EXERCISE REQUIREMENTS →
1. List every ingredient in the anise cookie recipe.
2. Write out a passage from the anise cookie recipe word for word, starting with "2. Whisk sugar" and going on through "the cookie sheet.".
3. Resume the anise cookie recipe where it stops, and carry its instructions on from the final step given.

CATEGORY |
CUISINE |
TAG |
YIELD |
Eggs, Grains |
Italian |
Cookies, Sliced, Ellen, Italian |
40 |
Servings |
INGREDIENTS
2 |
c |
All-purpose flour; unbleached |
1 |
ts |
Baking powder |
1/4 |
ts |
Salt |
1 |
c |
Sugar |
2 |
lg |
Eggs |
1/4 |
ts |
Vanilla extract |
1 |
tb |
Minced zest from 1 lemon |
1 |
tb |
Anise seed |
INSTRUCTIONS
1. Sift first 3 ingredients together in a small bowl.
2. Whisk sugar and eggs in a large bowl to a lightly lemon color; stir in
next 3 ingredients. Sift dry ingredients over egg mixture, then fold in
until dough is just combined.
3. Adjust oven rack to middle position and heat oven to 350F. Halve dough
and turn each portion onto an oiled cookie sheet covered with parchment.
Using floured hands, quickly stretch each portion of dough into a rough
13-by-2 inch log, placing them about 3 inches apart on the cookie sheet.
Pat each dough shape to smooth it. Bake, turning pan once, until loaves are
golden and just beginning to crack on top, about 35 mins.

GIVEN DATA →
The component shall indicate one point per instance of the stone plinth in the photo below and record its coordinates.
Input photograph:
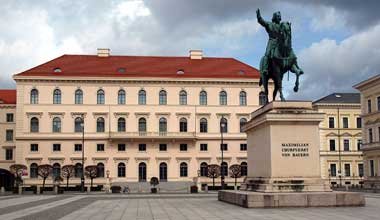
(283, 161)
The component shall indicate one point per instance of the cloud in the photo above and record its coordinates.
(332, 66)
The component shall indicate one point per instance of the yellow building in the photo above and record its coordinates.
(341, 138)
(370, 100)
(143, 116)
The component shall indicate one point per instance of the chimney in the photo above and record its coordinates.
(103, 52)
(196, 54)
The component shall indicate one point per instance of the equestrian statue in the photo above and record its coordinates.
(279, 57)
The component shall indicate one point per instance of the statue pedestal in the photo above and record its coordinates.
(283, 160)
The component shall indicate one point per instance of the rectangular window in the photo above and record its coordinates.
(371, 168)
(345, 122)
(8, 154)
(347, 169)
(78, 147)
(121, 147)
(163, 147)
(56, 147)
(346, 145)
(142, 147)
(100, 147)
(10, 117)
(243, 147)
(333, 169)
(183, 147)
(369, 106)
(332, 145)
(203, 147)
(34, 147)
(358, 122)
(370, 135)
(359, 144)
(360, 169)
(331, 122)
(223, 147)
(9, 135)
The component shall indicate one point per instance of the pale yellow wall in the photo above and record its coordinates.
(152, 111)
(4, 125)
(352, 133)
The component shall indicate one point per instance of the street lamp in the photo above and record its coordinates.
(82, 177)
(222, 129)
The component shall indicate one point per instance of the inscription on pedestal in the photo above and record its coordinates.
(295, 149)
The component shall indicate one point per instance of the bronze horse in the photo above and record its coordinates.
(284, 60)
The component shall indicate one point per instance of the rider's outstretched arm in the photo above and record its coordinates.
(260, 19)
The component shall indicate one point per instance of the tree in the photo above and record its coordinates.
(68, 171)
(213, 172)
(235, 172)
(44, 171)
(17, 170)
(91, 172)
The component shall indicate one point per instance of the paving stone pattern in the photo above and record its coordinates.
(176, 207)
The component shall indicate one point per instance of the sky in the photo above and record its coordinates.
(337, 42)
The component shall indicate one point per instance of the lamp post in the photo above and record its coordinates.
(82, 177)
(222, 127)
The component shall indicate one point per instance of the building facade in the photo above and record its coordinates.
(7, 137)
(370, 100)
(341, 139)
(135, 117)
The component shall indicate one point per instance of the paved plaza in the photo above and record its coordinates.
(175, 207)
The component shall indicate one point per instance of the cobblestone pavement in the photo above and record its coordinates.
(176, 207)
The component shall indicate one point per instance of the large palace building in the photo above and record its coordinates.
(135, 117)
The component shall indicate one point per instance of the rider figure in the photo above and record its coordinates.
(273, 29)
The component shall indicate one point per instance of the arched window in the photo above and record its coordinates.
(78, 96)
(224, 169)
(163, 125)
(142, 172)
(57, 96)
(183, 125)
(34, 96)
(162, 97)
(33, 170)
(100, 99)
(243, 121)
(121, 125)
(163, 172)
(262, 98)
(244, 168)
(56, 124)
(100, 124)
(203, 125)
(78, 124)
(100, 169)
(183, 97)
(243, 98)
(183, 169)
(121, 170)
(34, 124)
(223, 125)
(203, 98)
(142, 125)
(56, 170)
(142, 97)
(121, 97)
(204, 169)
(78, 170)
(223, 98)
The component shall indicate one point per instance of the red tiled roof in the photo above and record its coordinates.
(7, 96)
(144, 66)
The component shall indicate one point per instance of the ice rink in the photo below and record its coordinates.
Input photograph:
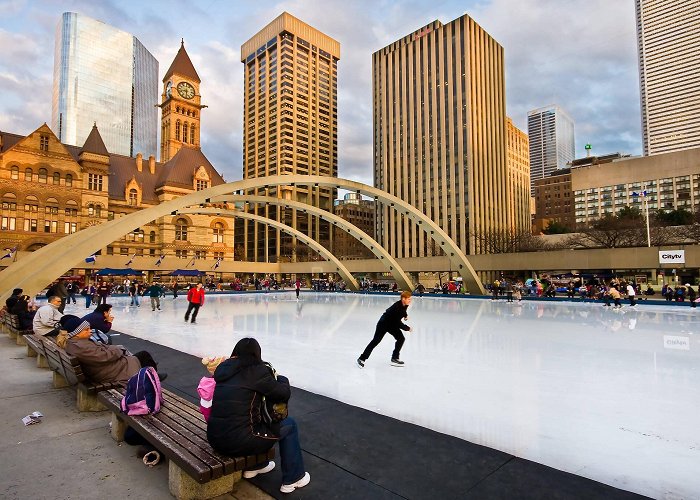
(610, 395)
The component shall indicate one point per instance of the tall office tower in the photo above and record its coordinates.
(290, 127)
(668, 41)
(517, 147)
(104, 76)
(439, 136)
(551, 134)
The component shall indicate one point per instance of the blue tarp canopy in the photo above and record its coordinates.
(187, 272)
(108, 271)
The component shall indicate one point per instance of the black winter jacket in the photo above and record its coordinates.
(392, 317)
(235, 426)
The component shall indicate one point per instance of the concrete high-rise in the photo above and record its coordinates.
(551, 134)
(104, 76)
(290, 126)
(439, 135)
(668, 41)
(517, 147)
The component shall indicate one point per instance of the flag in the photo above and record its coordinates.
(10, 252)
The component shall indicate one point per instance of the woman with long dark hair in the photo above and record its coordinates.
(238, 425)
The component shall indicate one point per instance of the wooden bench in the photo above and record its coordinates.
(12, 324)
(68, 372)
(195, 470)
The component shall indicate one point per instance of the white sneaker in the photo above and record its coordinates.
(249, 474)
(288, 488)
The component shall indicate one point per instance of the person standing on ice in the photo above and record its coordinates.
(391, 322)
(195, 297)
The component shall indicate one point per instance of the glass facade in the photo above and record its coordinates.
(105, 76)
(551, 133)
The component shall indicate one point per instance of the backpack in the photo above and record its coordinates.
(143, 393)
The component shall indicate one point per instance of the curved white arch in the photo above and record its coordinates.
(34, 271)
(402, 279)
(340, 268)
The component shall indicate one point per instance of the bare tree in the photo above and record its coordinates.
(509, 241)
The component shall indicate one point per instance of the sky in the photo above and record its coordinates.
(579, 54)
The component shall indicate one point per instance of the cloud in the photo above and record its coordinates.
(580, 55)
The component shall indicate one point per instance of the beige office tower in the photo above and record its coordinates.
(518, 151)
(439, 135)
(668, 41)
(290, 127)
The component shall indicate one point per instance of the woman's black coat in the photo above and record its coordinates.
(235, 426)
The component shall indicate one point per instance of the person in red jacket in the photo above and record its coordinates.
(195, 297)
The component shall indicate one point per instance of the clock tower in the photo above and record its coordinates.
(181, 105)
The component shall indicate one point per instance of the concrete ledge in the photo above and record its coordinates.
(183, 487)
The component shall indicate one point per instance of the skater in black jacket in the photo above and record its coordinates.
(390, 322)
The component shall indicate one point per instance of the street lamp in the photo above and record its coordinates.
(643, 195)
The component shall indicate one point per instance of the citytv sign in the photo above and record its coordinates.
(672, 257)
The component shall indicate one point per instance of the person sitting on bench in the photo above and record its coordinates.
(237, 426)
(101, 363)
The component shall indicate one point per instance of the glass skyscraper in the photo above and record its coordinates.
(668, 40)
(551, 134)
(105, 76)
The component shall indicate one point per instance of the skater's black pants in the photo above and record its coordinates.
(194, 309)
(379, 333)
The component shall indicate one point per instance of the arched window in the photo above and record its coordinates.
(218, 236)
(181, 230)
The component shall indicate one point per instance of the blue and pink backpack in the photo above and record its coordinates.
(143, 393)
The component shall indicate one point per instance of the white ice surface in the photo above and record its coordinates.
(610, 395)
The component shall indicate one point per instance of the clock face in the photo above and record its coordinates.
(185, 90)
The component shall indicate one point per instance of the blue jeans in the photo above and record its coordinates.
(290, 452)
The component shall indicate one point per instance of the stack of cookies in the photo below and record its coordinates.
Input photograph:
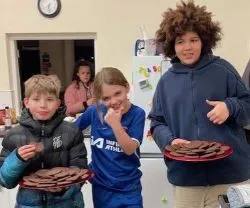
(197, 149)
(55, 177)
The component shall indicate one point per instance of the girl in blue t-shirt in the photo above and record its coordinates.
(116, 133)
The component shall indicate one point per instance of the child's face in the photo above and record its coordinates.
(42, 106)
(84, 74)
(188, 48)
(115, 96)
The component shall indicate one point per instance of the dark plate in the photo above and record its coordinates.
(81, 181)
(216, 157)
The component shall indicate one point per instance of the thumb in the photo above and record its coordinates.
(213, 103)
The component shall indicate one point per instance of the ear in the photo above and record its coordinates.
(128, 88)
(26, 102)
(59, 103)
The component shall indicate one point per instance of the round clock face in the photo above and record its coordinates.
(49, 8)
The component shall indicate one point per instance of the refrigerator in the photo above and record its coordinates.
(156, 190)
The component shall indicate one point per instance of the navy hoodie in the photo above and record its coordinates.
(180, 111)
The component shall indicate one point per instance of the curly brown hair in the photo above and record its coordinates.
(187, 17)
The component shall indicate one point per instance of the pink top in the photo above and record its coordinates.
(75, 97)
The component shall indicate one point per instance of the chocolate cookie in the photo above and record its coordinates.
(176, 154)
(193, 144)
(208, 155)
(224, 148)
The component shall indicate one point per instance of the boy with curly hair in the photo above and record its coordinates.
(201, 97)
(42, 122)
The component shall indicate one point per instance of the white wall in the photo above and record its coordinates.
(116, 26)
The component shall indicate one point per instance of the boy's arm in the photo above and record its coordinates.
(78, 152)
(238, 100)
(159, 128)
(11, 168)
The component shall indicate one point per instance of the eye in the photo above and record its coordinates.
(105, 99)
(179, 41)
(118, 93)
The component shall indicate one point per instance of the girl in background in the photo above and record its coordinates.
(79, 94)
(116, 134)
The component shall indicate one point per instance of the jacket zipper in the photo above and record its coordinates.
(42, 136)
(193, 99)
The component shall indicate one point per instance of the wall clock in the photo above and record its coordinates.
(49, 8)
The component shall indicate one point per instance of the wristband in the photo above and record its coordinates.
(85, 105)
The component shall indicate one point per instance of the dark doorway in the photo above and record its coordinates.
(30, 55)
(29, 60)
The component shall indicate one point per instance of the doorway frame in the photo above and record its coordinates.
(12, 51)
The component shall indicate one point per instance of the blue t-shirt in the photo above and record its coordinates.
(112, 167)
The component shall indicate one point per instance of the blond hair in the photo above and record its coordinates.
(42, 84)
(110, 76)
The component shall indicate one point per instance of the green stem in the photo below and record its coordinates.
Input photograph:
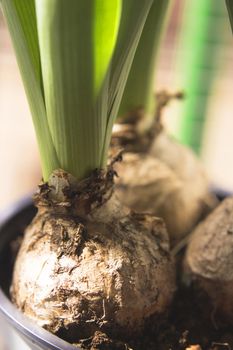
(139, 90)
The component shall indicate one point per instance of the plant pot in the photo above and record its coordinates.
(12, 224)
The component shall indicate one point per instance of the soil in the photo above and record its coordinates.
(192, 324)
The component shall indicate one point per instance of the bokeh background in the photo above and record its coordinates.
(196, 57)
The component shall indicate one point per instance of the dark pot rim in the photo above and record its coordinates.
(23, 325)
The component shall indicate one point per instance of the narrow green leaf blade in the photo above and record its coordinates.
(139, 92)
(21, 21)
(76, 48)
(229, 4)
(134, 15)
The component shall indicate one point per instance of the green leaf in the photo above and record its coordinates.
(134, 15)
(76, 41)
(21, 21)
(229, 4)
(139, 90)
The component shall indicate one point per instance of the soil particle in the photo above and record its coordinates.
(188, 326)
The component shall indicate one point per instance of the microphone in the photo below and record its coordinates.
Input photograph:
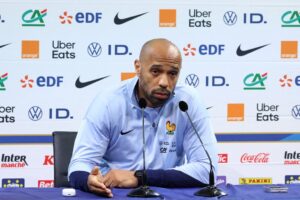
(143, 190)
(211, 190)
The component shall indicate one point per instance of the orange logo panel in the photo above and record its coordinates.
(167, 18)
(289, 49)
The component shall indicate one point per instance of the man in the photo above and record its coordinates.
(108, 148)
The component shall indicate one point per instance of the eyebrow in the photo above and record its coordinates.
(160, 66)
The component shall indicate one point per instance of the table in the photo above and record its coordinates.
(235, 192)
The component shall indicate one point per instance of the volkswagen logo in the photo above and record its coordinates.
(35, 113)
(94, 49)
(296, 111)
(192, 80)
(230, 18)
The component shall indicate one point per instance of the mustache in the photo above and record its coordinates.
(161, 90)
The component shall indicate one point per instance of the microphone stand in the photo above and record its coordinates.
(143, 190)
(211, 190)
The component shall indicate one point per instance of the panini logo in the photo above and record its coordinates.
(127, 75)
(289, 49)
(167, 18)
(235, 112)
(30, 49)
(292, 158)
(255, 181)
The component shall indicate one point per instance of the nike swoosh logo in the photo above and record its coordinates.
(119, 21)
(240, 52)
(4, 45)
(124, 133)
(80, 84)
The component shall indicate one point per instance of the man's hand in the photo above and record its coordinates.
(120, 178)
(96, 185)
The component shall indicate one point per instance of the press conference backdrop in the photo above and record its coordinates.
(242, 56)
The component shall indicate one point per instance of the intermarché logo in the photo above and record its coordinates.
(34, 17)
(255, 81)
(290, 19)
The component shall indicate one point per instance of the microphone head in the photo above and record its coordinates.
(142, 103)
(183, 106)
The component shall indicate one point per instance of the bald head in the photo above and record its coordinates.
(160, 47)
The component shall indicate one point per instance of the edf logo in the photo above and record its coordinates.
(204, 49)
(88, 17)
(42, 81)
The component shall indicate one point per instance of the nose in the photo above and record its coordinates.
(163, 81)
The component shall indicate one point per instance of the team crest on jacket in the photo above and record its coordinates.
(171, 127)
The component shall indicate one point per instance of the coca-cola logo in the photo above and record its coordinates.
(256, 158)
(223, 158)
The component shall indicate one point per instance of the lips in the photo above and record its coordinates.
(161, 95)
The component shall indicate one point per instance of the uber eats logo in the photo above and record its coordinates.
(63, 50)
(199, 18)
(6, 114)
(267, 112)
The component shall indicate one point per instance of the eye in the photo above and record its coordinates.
(173, 74)
(154, 72)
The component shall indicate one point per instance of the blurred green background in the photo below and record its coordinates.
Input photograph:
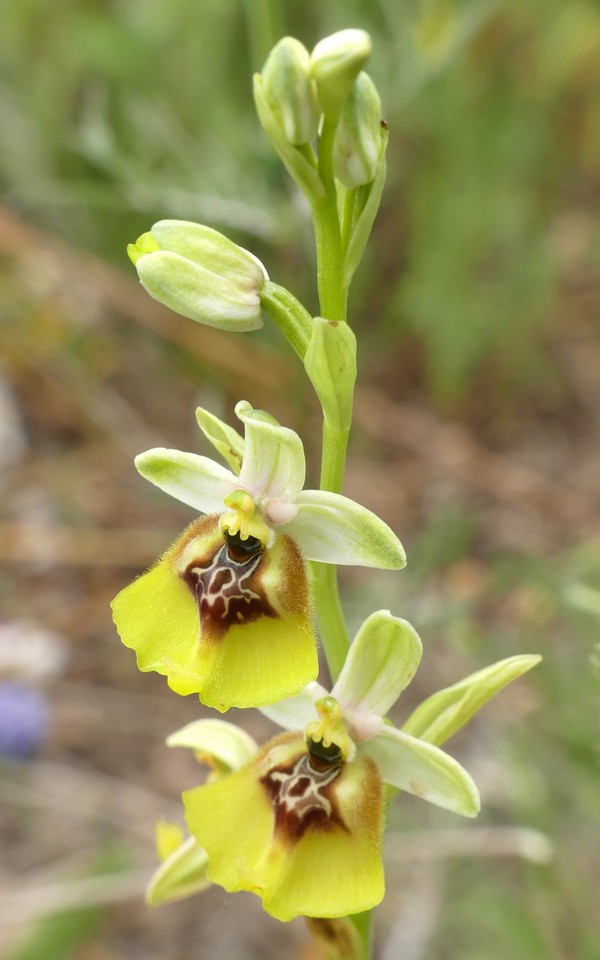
(476, 438)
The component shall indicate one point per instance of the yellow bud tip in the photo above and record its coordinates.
(143, 245)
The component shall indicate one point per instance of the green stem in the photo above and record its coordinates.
(332, 296)
(294, 321)
(333, 305)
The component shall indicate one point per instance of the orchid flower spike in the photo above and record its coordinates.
(300, 824)
(225, 613)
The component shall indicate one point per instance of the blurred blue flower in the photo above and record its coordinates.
(24, 719)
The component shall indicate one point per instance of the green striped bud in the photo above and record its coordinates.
(359, 135)
(290, 91)
(335, 63)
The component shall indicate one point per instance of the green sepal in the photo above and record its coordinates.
(440, 716)
(180, 875)
(225, 746)
(330, 363)
(290, 90)
(224, 438)
(298, 161)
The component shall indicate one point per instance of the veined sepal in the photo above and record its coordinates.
(183, 870)
(444, 713)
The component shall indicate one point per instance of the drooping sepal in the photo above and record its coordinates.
(304, 836)
(381, 662)
(236, 629)
(183, 870)
(332, 528)
(224, 438)
(424, 770)
(225, 747)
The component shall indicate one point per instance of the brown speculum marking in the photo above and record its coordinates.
(303, 796)
(228, 589)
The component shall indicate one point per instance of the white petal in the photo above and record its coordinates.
(331, 528)
(381, 662)
(188, 477)
(274, 465)
(227, 743)
(224, 438)
(424, 770)
(294, 713)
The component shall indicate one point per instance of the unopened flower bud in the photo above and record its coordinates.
(358, 137)
(335, 63)
(200, 274)
(290, 90)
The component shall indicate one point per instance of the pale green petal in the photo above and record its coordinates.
(381, 662)
(294, 713)
(331, 528)
(445, 712)
(225, 743)
(183, 873)
(224, 438)
(195, 480)
(274, 465)
(424, 770)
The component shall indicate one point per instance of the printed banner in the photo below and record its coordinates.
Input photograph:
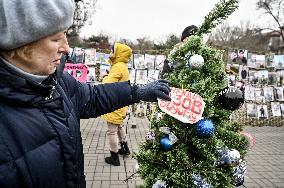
(78, 71)
(185, 106)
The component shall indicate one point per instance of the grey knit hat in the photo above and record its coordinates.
(26, 21)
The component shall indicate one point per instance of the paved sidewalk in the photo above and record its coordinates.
(265, 160)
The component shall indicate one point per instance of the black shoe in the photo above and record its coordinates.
(113, 159)
(124, 149)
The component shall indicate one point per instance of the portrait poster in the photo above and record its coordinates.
(262, 112)
(272, 78)
(253, 77)
(263, 77)
(102, 58)
(159, 62)
(268, 93)
(251, 60)
(231, 80)
(259, 95)
(131, 62)
(251, 110)
(249, 93)
(139, 61)
(91, 76)
(78, 55)
(242, 57)
(90, 56)
(103, 69)
(150, 61)
(232, 56)
(141, 76)
(269, 59)
(279, 61)
(132, 74)
(260, 61)
(153, 75)
(280, 77)
(282, 109)
(243, 72)
(278, 91)
(275, 108)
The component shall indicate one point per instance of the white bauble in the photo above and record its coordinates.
(196, 61)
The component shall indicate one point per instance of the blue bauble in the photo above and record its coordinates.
(166, 143)
(205, 128)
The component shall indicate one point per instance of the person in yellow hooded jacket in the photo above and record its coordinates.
(118, 60)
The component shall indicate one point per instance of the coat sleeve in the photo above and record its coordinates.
(114, 75)
(93, 101)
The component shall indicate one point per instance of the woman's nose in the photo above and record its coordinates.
(64, 47)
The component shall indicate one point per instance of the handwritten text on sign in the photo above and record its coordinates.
(185, 106)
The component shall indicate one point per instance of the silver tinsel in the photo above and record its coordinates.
(159, 184)
(239, 173)
(200, 182)
(228, 157)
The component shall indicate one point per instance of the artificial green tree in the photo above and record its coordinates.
(191, 154)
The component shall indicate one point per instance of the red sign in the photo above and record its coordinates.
(78, 71)
(185, 106)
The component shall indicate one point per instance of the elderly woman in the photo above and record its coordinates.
(40, 108)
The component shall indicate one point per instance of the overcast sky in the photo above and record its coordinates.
(157, 19)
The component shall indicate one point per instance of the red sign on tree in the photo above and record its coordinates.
(185, 106)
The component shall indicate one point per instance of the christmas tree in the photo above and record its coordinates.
(195, 144)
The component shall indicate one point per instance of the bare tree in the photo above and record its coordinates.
(274, 8)
(84, 9)
(243, 36)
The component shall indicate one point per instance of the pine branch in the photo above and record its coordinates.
(217, 15)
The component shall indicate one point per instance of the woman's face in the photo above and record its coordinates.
(45, 55)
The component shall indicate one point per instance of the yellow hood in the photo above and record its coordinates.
(122, 53)
(118, 73)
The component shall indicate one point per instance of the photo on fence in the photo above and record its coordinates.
(78, 55)
(275, 108)
(272, 78)
(279, 61)
(130, 62)
(280, 77)
(104, 68)
(262, 77)
(240, 85)
(242, 57)
(102, 58)
(150, 61)
(232, 56)
(231, 80)
(249, 93)
(278, 91)
(159, 62)
(253, 77)
(269, 60)
(251, 110)
(268, 93)
(132, 74)
(259, 95)
(91, 76)
(260, 62)
(282, 109)
(251, 60)
(262, 112)
(90, 56)
(153, 75)
(141, 76)
(139, 61)
(243, 72)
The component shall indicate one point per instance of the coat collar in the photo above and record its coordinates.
(17, 88)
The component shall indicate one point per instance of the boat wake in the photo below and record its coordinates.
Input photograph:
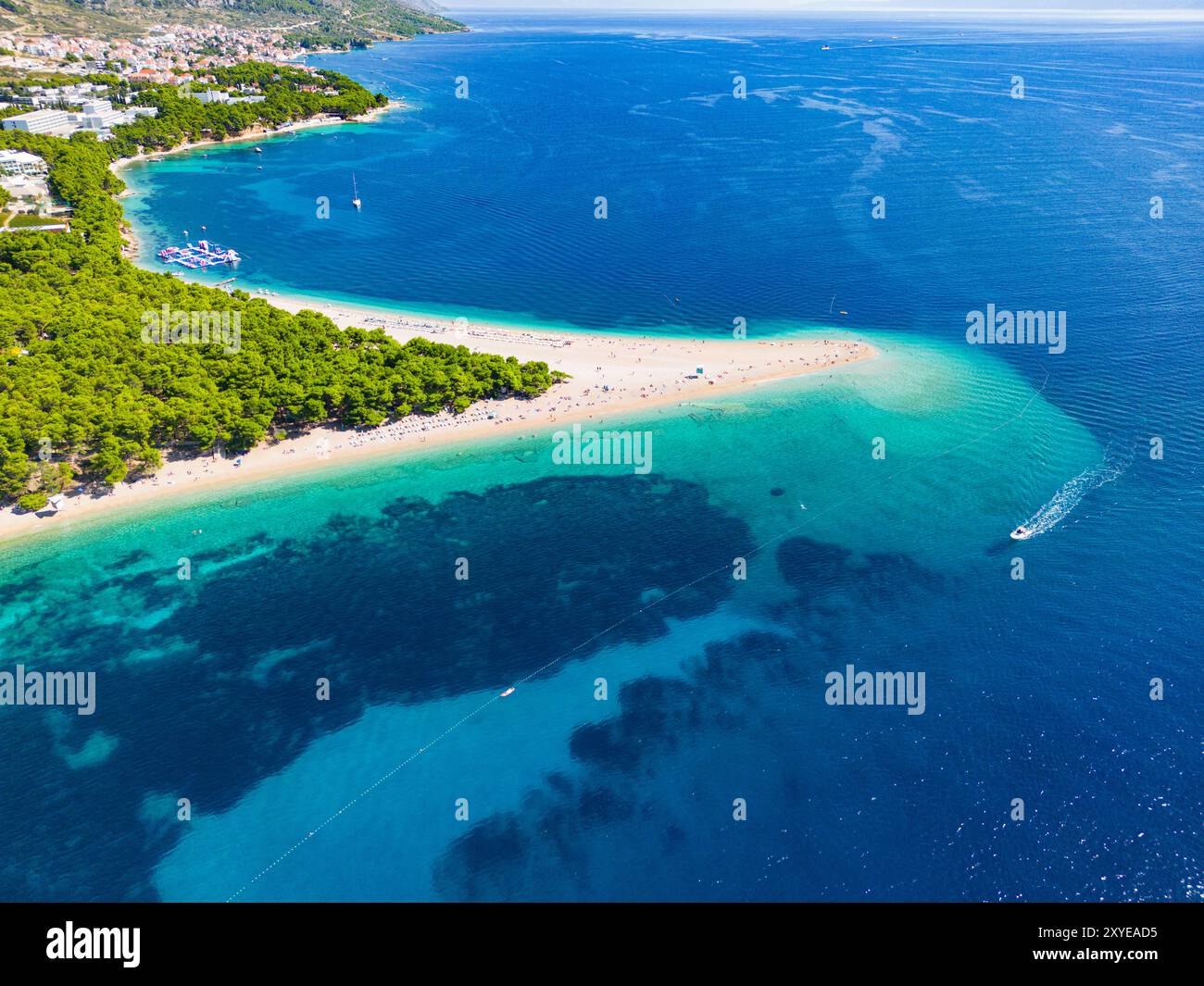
(1072, 493)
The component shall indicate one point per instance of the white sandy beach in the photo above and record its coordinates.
(614, 380)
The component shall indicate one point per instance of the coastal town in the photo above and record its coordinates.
(171, 55)
(58, 85)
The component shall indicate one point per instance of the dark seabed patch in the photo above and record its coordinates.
(217, 693)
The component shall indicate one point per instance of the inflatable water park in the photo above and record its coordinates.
(204, 253)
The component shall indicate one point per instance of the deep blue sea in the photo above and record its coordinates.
(655, 693)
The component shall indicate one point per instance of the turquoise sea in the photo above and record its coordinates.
(584, 580)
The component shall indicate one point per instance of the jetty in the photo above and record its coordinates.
(205, 253)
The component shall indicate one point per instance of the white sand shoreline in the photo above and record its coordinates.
(615, 377)
(638, 372)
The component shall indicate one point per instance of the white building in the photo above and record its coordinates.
(40, 121)
(20, 163)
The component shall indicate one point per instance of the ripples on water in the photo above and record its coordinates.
(1036, 689)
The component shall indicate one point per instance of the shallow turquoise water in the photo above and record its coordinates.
(1036, 689)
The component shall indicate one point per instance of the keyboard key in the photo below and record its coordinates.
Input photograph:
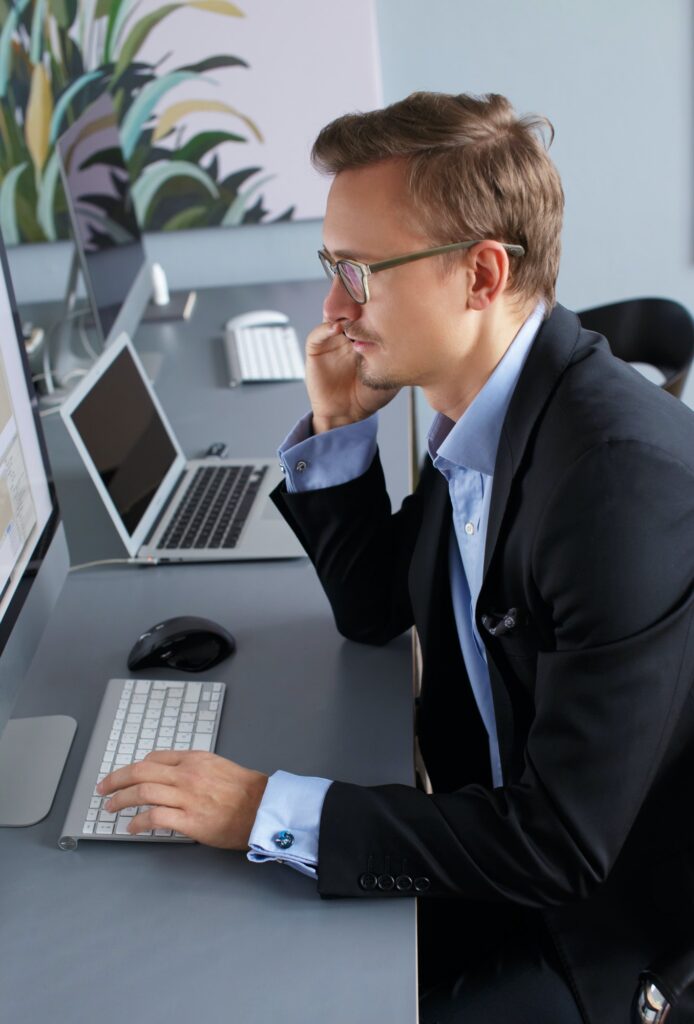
(201, 742)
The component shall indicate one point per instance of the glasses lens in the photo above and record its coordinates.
(350, 275)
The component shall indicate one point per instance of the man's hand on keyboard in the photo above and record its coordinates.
(203, 796)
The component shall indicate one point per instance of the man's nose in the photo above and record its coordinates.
(339, 304)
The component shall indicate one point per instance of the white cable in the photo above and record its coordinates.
(114, 561)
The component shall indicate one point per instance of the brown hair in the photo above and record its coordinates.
(475, 170)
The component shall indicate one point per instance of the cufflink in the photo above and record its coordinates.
(284, 840)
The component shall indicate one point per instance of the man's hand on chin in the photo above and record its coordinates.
(205, 797)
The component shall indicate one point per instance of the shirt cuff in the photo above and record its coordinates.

TASK-BY-TASK RESULTS →
1.
- All-purpose flour (unbleached)
- Baking powder
- Salt
- Sugar
- Eggs
- Vanilla extract
- Minced zest from 1 lemon
- Anise seed

2.
2. Whisk sugar and eggs in a large bowl to a lightly lemon color; stir in
next 3 ingredients. Sift dry ingredients over egg mixture, then fold in
until dough is just combined.
3. Adjust oven rack to middle position and heat oven to 350F. Halve dough
and turn each portion onto an oiled cookie sheet covered with parchment.
Using floured hands, quickly stretch each portion of dough into a rough
13-by-2 inch log, placing them about 3 inches apart on the cookie sheet.

3.
4. Cool the loaves for 10 mins.; lower oven temperature to 325F. Cut each
loaf diagonally into 3/8 inch slices with a serrated knife. Lay the slices
about 1/2 inch apart on the cookie sheet, cut side up, and return them to
the oven. Bake, turning over each cookie halfway through the baking, until
crisp and golden brown on both sides, about 15 miins. Transfer biscotti to
wire rack and cool completely. (Biscotti can be stored in an airtight
container for at least 1 month.)
Variation: Follow the mixing, baking, and slicing instructions for
Lemon-Anise Biscotti, substituting 1/2 cup of unhulled sesame seeds for the
anise seeds in the recipe. Brush the top of each loaf of dough with an egg
wash and sprinkle with additional sesame seeds.
NOTES : This is an excellent guide for making biscotti, even if you use a
different recipe.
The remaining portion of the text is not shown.